§ **Exercise description**:
Copy the data below verbatim, leaving no line out.

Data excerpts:
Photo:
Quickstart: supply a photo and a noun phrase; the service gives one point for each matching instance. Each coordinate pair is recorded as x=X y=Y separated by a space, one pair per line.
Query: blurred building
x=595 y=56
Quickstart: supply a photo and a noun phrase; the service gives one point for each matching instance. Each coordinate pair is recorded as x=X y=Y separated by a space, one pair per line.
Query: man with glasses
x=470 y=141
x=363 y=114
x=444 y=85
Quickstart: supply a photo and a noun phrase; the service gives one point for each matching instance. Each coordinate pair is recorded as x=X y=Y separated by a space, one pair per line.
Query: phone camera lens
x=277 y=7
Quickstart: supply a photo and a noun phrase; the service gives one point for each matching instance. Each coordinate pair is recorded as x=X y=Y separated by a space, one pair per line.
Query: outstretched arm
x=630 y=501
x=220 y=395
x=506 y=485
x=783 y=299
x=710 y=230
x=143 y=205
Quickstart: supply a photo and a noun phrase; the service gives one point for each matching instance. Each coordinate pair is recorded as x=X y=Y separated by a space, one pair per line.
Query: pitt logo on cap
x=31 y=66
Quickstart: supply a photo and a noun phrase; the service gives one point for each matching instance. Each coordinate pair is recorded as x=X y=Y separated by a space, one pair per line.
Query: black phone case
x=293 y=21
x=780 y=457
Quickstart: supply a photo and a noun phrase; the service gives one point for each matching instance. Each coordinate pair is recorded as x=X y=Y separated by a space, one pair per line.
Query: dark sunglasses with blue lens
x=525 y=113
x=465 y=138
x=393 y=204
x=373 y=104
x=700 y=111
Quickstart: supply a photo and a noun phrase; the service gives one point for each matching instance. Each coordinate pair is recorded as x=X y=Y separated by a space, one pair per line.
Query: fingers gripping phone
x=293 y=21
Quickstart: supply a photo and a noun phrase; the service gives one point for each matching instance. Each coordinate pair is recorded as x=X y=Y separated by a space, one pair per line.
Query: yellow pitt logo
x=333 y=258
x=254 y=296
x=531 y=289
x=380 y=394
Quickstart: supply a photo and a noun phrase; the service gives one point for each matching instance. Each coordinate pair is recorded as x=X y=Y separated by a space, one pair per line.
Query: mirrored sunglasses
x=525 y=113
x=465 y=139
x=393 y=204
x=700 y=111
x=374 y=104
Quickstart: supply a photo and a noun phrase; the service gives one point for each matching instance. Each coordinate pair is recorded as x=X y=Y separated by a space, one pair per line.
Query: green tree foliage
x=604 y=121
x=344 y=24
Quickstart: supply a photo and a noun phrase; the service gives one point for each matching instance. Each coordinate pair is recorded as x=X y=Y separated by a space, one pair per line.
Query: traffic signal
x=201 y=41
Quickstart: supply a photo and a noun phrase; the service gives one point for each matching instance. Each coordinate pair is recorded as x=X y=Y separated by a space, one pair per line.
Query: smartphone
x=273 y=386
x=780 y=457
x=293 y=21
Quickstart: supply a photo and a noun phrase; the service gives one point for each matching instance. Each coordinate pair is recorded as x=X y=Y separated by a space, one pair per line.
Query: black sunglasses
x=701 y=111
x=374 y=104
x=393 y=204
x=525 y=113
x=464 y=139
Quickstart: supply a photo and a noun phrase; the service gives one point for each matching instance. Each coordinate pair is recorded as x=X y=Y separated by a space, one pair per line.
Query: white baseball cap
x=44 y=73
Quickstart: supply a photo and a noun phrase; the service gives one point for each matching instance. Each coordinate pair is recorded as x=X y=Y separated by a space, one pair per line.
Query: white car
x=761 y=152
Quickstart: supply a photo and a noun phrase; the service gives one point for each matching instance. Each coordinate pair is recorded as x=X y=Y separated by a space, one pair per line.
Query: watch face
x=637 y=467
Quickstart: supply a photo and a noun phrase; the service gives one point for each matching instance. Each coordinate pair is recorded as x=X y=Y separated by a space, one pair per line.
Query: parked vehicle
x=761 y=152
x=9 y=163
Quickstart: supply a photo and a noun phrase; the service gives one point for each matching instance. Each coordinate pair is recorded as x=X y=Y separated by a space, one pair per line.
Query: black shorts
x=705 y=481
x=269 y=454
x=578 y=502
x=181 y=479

§ **Task response**:
Photo:
Quickstart: supply a photo and a noun phrase; the service gives one point for each matching instance. Each coordinate pair is recorded as x=X y=Y separated by a space, one pair per line.
Query: blurred building
x=595 y=56
Quickstart: supply a photo and a noun phrase; the service gives one point for each matching instance. Each coordinate pair is recorded as x=X y=Y separated by a space, one pair per line.
Query: man with glasses
x=470 y=141
x=363 y=114
x=444 y=85
Quickstart: supply a photo and a noun phrase; the service gives one point for each matching instance. Each coordinate pair is recorded as x=X y=Y separated by a space, one pair per line.
Query: phone camera lens
x=277 y=7
Quickstart: supply a photo and a noun phrase; the service gives one point for each matching instance. Each coordinate pair is recorded as x=X y=Y separated by a space, one pair per line.
Query: outstretched arm
x=630 y=501
x=220 y=395
x=506 y=485
x=783 y=299
x=710 y=230
x=143 y=205
Quickstart: supply a photo and a noun phrase; the service gives one point for each matching instance. Each coordinate pair is recorded as x=X y=Y separated by a space, one pair per line.
Query: pitt logo on cap
x=31 y=66
Quickstart: supply a photo and a noun phrase; the service gives one point for each matching instance. Each coordinate pair is recorded as x=X y=Y separated by a space, one pair per line.
Query: black phone case
x=293 y=21
x=780 y=457
Quickstart: supply a photo and a noun phrase; the service gives one point for each matching instance. Each coordinate pair is recorded as x=X y=Y separated by a space, one pair per line.
Query: dark sunglasses with blue lens
x=525 y=113
x=465 y=138
x=393 y=204
x=373 y=104
x=700 y=111
Quickstart: supply a photo and a noun phrase; the service gives one point for each matching instance. Each coordinate pair is recorded as x=X y=Y separated by a space, one pair per line.
Query: fingers gripping phone
x=293 y=21
Quickstart: supply a photo and a noun phrase; the service gives one point for each matching instance. Each coordinate pair is recorded as x=X y=Y separated by a space, one pair per line.
Query: yellow pitt logo
x=333 y=258
x=254 y=296
x=531 y=289
x=380 y=394
Quickstart: supply a photo and a noun phrase; the service gives one point for each matching instance. Each coordinate pair is recorded as x=X y=Y separated by a space, one pair per line.
Query: mirrored sunglasses
x=525 y=113
x=465 y=139
x=393 y=204
x=700 y=111
x=374 y=104
Quickstart: supply a photo and a noun phrase; the service gives one point for each matching instance. Each coordinate pair is recorded as x=X y=Y separated by a space, one pair per line.
Query: green tree foliage
x=604 y=121
x=344 y=24
Quickstart: supply a photo and a noun phrase; the service gives one point for each matching instance. Each coordinate pair is recorded as x=X y=Y separated by a space, one pair per line.
Query: traffic signal
x=201 y=41
Quickstart: supply a photo and a noun phrase; the service gives one point for each matching instance. Each coordinate pair is recorded as x=X y=Y separated by a space, one pair per line.
Query: smartphone
x=273 y=386
x=780 y=457
x=293 y=21
Quickstart: supply a photo and a noun phrase; the service gives one point for each matching instance. Each coordinate pair is recorded as x=X y=Y separated by a space, one pair per line.
Query: black sunglasses
x=701 y=111
x=374 y=104
x=393 y=204
x=525 y=113
x=464 y=139
Quickstart: supply a photo and a noun phrase; the service gives one point for each matching instance. Each coordinate pair is recorded as x=X y=Y separated by a space, one pair per line.
Query: white baseball cap
x=44 y=73
Quickstart: supply a photo and a noun phrase; the service gives one point for each matching instance. Each coordinate pair is recorded as x=X y=Y separated by a space, one pair per line.
Query: white car
x=761 y=152
Quickstart: supply a photo and a noun phrase; the service gives one point for each matching instance. Each coordinate pair is recorded as x=X y=Y separated by a space, one pair per line.
Query: watch face
x=637 y=467
Quickstart: supply a photo and a noun phrase; the service gives one point for each matching instance. Each coordinate pair is recorded as x=X y=Y separated by a space, one pair per line.
Query: parked vehicle
x=761 y=152
x=9 y=163
Quickstart: supply a photo and a noun phrase; the service gives one point for each matching instance. Each coordinate pair is recorded as x=X y=Y separated by a space, one pair per line.
Query: black shorts
x=705 y=481
x=269 y=454
x=578 y=502
x=181 y=479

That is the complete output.